### Passage provided:
------------------------------------------------------------------------

Interview Series: Four Questions With … Stephen Thomas

Happy New Year and welcome to the 6th interview in our series of chats with interesting folks in the “connected systems” space.  This month we are sitting down with Stephen Thomas who is a blogger, MVP, and the creator/owner of the popular site.  Stephen has been instrumental in building up the online support community for BizTalk Server and also disseminating the ideas of the many BizTalk bloggers through his aggregate feed.

Q: You’ve been blogging about BizTalk for eons, and I’d be willing to bet that you regularly receive questions on posts that you barely remember writing or have no idea of the reason you wrote it.  What are the more common types of questions you receive through your blog, and what does that tell you about the folks trying to understand more about BizTalk by searching the Net?

A:  A main purpose of starting the forums on was to reduce the number of questions I received via email.  Since I started the forums a few years ago, I get very few questions via email anymore.  The most common question I do receive is “How do I learn BizTalk?”  I think this question is a sign of new people starting to work with the product.  BizTalk is a large product and can sometimes be hard to decide what to start with first.  I always point people to the MSDN Virtual Labs.

Q: What’s a pattern you’ve implemented in BizTalk that you always return to, and what’s a pattern that you’ve tried and decided that you don’t like?

A: Typically I find the need to interact with SQL using BizTalk.  In the past, I have always put as much logic as possible into helper .net components and access SQL using Enterprise Library.  I have used this approach on many projects and it always proves to be easier to test and build out then working with the SQL Adapter.  I try to avoid using Convoys due to the potential of zombies and document reprocessing complications.

Q: You’ve recently posted a series of videos and screenshots of Dublin, Olso and WF 4.0.  In your opinion, how should typical BizTalk developers and architects view these tools and what use cases should we start transitioning from “use BizTalk” to “use Dublin/Oslo/WF”?

------------------------------------------------------------------------

### Exercise:
Based on the interview with Stephen Thomas, say whether each statement agrees with the text. Answer yes or no and quote the words that decide it. (a) Since starting the forums, Stephen receives few questions by email. (b) He finds the SQL Adapter easier to test and build out than helper .NET components. (c) He directs people who ask how to learn BizTalk to the MSDN Virtual Labs. You won't need the records for this.

------------------------------------------------------------------------

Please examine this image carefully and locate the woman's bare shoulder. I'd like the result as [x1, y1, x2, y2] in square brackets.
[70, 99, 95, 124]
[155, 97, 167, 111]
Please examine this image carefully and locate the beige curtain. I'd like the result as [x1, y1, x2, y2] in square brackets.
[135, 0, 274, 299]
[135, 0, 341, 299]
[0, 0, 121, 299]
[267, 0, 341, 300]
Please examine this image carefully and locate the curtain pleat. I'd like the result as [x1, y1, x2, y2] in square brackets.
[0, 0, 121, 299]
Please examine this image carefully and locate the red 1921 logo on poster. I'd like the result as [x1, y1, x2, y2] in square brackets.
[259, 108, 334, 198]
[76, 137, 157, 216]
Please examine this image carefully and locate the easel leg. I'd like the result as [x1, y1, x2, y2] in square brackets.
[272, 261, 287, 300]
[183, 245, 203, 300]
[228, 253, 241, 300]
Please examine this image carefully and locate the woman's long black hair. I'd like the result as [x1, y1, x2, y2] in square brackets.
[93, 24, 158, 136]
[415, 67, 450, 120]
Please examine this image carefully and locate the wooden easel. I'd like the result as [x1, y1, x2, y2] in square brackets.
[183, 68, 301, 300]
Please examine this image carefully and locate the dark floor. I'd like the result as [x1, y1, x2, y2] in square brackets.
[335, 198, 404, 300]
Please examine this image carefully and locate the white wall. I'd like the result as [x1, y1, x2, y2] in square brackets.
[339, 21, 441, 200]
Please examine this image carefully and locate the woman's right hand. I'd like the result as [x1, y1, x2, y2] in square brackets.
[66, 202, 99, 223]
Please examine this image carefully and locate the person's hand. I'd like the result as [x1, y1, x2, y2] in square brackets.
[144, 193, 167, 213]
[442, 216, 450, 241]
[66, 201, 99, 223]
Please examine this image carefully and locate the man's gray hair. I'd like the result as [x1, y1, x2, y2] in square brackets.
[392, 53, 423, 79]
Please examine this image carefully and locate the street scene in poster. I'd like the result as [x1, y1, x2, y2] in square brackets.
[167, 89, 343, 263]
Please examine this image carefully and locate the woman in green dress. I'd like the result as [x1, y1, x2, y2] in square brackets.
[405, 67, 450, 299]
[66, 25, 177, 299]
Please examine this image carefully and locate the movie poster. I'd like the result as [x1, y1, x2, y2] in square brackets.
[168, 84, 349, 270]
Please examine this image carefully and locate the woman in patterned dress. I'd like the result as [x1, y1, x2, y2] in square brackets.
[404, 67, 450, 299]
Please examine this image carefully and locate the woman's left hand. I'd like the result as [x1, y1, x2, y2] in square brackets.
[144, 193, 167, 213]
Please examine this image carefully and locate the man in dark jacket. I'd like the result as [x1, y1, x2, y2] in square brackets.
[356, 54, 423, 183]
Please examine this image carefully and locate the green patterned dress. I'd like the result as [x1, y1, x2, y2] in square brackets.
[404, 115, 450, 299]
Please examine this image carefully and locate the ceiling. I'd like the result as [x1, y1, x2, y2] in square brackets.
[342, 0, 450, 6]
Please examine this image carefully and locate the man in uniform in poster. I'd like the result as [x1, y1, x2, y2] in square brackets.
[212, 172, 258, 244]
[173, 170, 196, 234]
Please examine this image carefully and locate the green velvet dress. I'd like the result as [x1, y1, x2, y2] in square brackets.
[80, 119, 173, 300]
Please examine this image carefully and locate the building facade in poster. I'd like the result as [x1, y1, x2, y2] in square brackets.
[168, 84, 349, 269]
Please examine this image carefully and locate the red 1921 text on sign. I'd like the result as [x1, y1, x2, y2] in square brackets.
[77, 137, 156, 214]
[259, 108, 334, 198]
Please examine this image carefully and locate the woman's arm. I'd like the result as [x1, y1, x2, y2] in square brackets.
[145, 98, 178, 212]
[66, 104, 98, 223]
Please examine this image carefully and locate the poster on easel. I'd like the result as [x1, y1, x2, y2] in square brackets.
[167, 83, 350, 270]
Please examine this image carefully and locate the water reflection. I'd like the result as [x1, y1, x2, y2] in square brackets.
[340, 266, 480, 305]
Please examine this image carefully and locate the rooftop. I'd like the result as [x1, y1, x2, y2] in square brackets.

------------------------------------------------------------------------

### Final result:
(a) Yes: "Since I started the forums a few years ago, I get very few questions via email anymore."
(b) No: "it always proves to be easier to test and build out then working with the SQL Adapter."
(c) Yes: "I always point people to the MSDN Virtual Labs."